CHALLENGE:
Convert the rows below into a JSON list of strings, from the first line of the rows through the line containing "x=264, y=224", with one string per line and blank lines left out.

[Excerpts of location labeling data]
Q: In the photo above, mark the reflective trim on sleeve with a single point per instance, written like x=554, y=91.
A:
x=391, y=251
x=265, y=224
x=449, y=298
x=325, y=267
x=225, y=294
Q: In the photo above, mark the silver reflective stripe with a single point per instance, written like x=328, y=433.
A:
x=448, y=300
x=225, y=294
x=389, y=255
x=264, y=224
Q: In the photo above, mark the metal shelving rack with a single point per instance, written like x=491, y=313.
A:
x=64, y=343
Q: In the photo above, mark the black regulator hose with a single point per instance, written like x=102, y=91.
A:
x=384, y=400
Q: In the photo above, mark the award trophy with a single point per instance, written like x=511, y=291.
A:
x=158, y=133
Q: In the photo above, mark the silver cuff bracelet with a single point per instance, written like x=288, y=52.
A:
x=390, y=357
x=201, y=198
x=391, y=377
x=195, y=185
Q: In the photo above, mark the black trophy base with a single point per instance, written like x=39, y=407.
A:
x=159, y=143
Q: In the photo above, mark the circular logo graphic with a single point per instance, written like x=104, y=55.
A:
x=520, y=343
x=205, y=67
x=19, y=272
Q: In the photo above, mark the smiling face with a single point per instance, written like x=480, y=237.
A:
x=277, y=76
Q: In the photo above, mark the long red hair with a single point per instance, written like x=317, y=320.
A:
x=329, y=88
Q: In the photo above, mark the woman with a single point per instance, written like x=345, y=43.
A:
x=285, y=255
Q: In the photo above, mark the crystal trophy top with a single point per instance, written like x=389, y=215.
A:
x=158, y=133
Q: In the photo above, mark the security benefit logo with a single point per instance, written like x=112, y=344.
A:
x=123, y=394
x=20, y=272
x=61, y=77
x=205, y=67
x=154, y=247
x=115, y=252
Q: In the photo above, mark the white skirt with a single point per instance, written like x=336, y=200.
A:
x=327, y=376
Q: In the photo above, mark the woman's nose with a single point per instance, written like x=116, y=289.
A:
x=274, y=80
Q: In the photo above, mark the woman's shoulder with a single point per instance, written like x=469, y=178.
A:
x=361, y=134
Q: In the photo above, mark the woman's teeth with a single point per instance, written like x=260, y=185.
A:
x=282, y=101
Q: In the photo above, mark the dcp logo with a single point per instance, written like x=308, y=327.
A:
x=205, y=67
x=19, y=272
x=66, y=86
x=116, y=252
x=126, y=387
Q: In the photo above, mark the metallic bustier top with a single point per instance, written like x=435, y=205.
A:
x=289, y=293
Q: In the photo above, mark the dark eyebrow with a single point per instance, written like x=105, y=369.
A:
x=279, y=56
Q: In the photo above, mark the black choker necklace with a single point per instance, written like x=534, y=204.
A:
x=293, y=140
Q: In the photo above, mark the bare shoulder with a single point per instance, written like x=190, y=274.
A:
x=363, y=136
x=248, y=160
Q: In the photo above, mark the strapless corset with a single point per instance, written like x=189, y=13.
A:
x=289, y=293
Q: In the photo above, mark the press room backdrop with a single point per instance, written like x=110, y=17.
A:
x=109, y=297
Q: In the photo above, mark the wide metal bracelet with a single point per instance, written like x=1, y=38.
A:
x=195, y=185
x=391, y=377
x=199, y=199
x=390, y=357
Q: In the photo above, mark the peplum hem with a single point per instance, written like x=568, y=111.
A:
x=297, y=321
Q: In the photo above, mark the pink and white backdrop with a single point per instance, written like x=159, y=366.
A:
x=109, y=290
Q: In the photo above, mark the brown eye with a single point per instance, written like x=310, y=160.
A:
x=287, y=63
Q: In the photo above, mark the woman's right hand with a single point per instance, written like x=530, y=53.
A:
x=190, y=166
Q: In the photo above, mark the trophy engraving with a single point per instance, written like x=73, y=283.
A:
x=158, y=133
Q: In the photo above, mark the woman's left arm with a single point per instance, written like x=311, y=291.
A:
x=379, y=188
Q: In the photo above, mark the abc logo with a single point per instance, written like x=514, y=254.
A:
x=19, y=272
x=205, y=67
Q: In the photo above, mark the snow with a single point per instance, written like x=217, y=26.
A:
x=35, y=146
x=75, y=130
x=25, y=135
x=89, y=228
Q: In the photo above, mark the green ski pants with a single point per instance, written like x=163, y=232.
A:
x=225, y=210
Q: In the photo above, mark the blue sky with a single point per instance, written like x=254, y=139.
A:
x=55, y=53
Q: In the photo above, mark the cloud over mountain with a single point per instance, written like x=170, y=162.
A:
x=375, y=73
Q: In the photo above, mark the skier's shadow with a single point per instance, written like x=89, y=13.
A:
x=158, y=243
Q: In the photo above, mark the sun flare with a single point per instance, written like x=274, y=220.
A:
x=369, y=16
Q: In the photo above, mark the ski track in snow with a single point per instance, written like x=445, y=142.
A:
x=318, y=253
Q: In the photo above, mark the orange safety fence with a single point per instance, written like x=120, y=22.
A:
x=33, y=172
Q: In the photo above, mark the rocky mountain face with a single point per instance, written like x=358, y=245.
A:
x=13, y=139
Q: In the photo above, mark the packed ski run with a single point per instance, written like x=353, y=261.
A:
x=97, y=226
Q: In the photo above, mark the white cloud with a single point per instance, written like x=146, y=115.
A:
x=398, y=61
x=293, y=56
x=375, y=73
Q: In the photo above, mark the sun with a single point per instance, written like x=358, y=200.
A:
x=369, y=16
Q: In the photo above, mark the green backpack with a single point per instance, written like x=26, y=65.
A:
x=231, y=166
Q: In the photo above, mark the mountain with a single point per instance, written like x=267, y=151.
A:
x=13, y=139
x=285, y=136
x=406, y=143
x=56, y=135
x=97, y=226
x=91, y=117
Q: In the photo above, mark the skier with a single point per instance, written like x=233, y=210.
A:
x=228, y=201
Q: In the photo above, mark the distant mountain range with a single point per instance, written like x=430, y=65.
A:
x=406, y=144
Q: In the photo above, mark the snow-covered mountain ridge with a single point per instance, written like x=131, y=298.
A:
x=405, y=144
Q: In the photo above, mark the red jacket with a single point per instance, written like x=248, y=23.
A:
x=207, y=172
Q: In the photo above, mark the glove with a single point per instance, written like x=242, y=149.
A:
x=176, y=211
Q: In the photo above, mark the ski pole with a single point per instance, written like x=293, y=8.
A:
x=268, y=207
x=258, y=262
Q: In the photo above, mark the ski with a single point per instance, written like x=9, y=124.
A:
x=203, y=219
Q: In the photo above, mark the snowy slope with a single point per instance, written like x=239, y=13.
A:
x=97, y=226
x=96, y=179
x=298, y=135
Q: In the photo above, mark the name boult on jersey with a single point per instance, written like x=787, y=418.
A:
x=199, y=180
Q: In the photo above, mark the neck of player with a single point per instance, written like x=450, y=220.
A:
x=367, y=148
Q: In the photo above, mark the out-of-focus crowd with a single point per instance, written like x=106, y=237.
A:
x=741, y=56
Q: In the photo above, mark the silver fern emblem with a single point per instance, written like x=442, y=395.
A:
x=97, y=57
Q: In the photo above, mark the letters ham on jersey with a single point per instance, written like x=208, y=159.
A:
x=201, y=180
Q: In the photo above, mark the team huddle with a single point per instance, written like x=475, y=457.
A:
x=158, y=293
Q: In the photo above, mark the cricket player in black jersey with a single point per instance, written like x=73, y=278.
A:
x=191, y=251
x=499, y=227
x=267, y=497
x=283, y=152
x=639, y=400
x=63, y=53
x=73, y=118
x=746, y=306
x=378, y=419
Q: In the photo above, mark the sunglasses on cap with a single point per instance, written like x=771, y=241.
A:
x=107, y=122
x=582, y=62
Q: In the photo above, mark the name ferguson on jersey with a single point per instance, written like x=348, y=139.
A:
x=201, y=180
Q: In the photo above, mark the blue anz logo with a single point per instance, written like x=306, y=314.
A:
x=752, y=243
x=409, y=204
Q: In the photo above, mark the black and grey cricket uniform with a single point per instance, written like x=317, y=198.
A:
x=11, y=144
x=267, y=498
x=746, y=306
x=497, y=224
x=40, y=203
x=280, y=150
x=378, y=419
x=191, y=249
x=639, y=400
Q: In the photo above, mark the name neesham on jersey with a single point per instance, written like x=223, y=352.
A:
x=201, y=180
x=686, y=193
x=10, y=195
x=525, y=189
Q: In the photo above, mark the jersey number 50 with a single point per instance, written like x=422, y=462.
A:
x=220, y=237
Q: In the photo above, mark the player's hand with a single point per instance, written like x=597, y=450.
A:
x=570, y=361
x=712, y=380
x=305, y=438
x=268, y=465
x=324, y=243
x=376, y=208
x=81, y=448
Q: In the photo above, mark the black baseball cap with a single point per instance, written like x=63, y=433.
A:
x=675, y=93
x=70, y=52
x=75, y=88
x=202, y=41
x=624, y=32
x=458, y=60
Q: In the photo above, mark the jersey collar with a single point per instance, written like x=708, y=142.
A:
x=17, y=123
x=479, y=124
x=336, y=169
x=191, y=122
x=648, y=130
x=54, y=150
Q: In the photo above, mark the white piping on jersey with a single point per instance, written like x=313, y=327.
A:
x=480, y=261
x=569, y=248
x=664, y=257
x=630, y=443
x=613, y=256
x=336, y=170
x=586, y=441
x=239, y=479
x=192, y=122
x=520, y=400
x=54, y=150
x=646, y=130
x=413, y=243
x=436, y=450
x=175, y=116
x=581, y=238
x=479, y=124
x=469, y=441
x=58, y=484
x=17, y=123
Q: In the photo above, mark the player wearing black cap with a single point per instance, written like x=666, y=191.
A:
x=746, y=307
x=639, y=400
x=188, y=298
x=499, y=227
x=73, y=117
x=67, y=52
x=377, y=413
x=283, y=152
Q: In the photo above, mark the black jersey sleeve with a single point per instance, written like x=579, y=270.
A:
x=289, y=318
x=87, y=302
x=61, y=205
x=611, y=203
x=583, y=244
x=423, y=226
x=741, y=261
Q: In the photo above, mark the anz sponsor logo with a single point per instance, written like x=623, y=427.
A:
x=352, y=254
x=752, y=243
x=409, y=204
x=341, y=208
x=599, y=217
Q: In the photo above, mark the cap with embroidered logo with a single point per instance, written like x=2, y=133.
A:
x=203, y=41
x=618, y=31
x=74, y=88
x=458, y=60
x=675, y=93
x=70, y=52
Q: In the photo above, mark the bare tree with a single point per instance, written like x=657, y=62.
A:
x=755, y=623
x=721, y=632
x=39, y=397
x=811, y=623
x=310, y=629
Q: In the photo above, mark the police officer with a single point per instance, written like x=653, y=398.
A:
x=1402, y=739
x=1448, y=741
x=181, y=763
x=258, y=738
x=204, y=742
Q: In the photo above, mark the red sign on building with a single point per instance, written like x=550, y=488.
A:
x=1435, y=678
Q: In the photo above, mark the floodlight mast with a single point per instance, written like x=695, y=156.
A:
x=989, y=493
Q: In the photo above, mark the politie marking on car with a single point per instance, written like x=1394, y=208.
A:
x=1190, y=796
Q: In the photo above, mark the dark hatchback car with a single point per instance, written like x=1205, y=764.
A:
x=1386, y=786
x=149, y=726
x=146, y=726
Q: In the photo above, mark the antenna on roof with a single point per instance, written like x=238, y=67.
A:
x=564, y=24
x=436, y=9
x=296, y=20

TASK RESPONSE:
[
  "Q: In the photo above, mark the reflective trim on sleeve with a single point per instance, written like x=554, y=91.",
  "A:",
  "x=391, y=251",
  "x=265, y=224",
  "x=449, y=298",
  "x=325, y=267",
  "x=225, y=294",
  "Q: In the photo above, mark the silver reflective stripe with a single point per instance, written like x=328, y=433.",
  "A:",
  "x=448, y=300",
  "x=225, y=294",
  "x=389, y=255",
  "x=264, y=224"
]